— start —
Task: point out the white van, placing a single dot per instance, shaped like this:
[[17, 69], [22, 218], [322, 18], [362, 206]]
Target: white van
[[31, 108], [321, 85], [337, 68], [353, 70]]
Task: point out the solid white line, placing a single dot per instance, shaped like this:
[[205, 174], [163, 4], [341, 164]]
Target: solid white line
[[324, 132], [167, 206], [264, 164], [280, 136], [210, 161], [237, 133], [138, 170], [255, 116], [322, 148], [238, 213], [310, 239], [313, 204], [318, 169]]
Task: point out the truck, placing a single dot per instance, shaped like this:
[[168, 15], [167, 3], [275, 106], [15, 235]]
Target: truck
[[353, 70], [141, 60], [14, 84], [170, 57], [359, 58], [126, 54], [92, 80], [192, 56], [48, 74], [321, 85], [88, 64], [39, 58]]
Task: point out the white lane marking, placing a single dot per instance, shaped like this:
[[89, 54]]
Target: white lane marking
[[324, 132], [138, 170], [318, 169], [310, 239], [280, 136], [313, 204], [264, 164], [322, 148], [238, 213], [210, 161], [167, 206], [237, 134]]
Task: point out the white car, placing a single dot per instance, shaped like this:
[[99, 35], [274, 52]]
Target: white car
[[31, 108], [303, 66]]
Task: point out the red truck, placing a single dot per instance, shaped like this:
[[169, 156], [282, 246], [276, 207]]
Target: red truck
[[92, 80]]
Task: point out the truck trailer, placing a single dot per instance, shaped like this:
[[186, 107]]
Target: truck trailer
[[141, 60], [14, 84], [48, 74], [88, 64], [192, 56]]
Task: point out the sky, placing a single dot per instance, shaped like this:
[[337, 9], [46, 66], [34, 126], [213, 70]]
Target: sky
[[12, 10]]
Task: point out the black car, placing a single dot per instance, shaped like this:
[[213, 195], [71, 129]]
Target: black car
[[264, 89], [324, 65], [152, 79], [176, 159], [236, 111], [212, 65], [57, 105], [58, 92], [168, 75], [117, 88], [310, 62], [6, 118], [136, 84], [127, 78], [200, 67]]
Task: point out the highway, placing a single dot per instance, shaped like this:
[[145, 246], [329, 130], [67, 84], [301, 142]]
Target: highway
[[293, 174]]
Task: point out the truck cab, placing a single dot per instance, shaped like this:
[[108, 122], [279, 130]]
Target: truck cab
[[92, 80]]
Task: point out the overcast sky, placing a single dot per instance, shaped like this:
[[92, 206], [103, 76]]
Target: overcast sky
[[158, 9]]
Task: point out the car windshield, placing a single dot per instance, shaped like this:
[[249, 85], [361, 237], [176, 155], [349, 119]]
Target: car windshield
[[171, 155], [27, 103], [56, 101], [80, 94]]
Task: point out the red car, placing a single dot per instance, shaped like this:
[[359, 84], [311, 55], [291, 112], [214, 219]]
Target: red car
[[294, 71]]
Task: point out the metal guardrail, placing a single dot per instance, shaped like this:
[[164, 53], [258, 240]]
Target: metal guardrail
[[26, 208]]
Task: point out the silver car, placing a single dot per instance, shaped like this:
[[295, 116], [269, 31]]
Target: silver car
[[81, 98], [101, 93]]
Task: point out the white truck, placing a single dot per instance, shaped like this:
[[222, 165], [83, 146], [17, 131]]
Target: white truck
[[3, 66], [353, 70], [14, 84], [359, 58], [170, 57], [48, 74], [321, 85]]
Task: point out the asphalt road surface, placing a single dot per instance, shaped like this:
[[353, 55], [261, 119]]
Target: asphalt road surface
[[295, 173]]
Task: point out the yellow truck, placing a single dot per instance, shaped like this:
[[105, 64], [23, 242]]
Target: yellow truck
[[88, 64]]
— end —
— start —
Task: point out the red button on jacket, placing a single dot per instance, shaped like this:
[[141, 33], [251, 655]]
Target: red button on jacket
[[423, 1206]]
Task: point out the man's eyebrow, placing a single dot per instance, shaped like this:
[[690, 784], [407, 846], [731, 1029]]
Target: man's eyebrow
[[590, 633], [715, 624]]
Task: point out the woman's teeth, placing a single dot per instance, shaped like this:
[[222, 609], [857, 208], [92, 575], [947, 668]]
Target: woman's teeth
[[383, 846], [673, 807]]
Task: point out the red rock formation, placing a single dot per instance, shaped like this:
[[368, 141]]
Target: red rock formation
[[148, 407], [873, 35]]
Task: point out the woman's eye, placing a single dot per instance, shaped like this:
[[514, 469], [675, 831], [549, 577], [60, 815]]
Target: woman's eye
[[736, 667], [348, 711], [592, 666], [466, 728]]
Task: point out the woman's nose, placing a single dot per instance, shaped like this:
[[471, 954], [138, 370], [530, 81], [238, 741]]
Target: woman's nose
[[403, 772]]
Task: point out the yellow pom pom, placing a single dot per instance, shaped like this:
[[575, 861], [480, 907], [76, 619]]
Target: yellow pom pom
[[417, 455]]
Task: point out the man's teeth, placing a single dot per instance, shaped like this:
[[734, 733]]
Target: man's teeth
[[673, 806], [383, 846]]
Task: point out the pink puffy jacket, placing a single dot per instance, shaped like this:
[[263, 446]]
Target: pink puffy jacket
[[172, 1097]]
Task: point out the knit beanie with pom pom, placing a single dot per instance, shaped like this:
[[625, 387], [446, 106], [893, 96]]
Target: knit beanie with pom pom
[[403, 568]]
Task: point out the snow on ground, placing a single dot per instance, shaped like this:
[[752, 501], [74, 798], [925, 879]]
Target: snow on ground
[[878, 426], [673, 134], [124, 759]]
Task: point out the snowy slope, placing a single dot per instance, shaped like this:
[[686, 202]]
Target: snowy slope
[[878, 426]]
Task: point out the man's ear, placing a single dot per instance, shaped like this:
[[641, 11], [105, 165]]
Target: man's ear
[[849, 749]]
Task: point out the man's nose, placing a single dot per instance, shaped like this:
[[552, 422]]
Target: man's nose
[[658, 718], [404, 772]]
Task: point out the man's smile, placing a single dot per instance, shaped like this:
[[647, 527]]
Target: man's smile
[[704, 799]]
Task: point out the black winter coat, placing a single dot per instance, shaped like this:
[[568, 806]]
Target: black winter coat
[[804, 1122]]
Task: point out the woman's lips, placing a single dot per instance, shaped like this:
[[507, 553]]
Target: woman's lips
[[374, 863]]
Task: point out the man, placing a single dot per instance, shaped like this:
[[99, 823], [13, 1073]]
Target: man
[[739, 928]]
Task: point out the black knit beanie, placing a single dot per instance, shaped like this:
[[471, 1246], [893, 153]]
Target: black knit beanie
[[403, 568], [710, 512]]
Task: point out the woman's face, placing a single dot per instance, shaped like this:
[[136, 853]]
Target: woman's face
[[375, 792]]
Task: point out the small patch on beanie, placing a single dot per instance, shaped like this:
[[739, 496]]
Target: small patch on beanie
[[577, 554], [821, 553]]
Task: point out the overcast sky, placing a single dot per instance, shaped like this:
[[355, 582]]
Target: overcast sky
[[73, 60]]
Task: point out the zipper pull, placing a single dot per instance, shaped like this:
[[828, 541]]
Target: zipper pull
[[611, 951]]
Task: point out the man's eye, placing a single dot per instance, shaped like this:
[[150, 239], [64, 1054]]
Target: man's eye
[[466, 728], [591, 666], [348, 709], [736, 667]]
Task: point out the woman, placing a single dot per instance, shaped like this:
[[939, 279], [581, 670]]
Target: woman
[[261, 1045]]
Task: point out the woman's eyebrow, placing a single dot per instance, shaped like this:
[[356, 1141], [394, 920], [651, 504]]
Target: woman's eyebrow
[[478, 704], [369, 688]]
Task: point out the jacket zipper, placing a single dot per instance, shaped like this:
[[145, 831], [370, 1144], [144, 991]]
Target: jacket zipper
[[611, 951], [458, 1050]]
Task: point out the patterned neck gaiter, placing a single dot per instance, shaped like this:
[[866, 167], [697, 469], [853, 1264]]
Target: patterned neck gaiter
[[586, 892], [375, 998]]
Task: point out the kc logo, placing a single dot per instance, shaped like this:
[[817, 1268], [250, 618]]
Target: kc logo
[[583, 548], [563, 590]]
— end —
> [Stated exercise]
Could you recast the stretch of entries from the line containing "Task: point out the snow on" through the line containing "[[658, 718], [404, 772]]", both included, as a numbered list with any blank lines left out?

> [Solution to the problem]
1. Task: point out the snow on ground, placing a single dot per instance, shaped like this:
2. [[752, 501], [74, 798], [925, 879]]
3. Target: snow on ground
4. [[878, 426], [673, 134], [124, 759]]
5. Task: point out the snowy slope, placing a single dot per instance, shaped like this:
6. [[686, 202]]
7. Target: snowy slope
8. [[878, 426]]
9. Task: point out the man's ear, placing a single dot per instance, shaped like this:
10. [[641, 11], [105, 165]]
11. Target: man's ear
12. [[849, 749]]
13. Task: point out the man's nose, placing a single dot per instance, shaped like this:
14. [[552, 422]]
15. Target: man's nose
16. [[658, 718], [404, 772]]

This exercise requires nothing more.